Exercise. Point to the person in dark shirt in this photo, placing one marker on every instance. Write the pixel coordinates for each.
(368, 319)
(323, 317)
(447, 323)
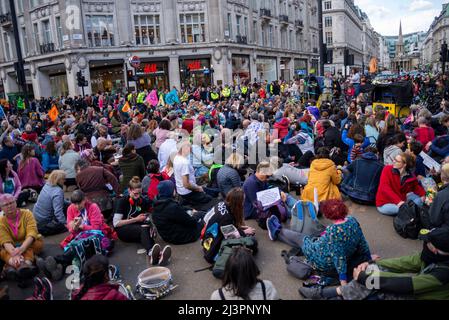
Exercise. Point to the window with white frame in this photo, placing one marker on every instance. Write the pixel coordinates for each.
(193, 27)
(147, 29)
(100, 30)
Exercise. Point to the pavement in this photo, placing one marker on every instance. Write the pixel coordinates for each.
(378, 230)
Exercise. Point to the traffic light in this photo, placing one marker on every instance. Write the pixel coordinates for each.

- [TASK TO CARRY OUT]
Could you write out, unchanged, the line with "Exercise. Point to the pavement" and every line after it in the data above?

- [SOLUTION TO THIS PROBLEM]
Exercise. Point to the pavement in this photo, placing one marker on every instance. Write the pixel coordinates for each.
(378, 230)
Exercise. Point to the traffic light in this photo, placing one marker on every instance. Write the pixel coordinates for each.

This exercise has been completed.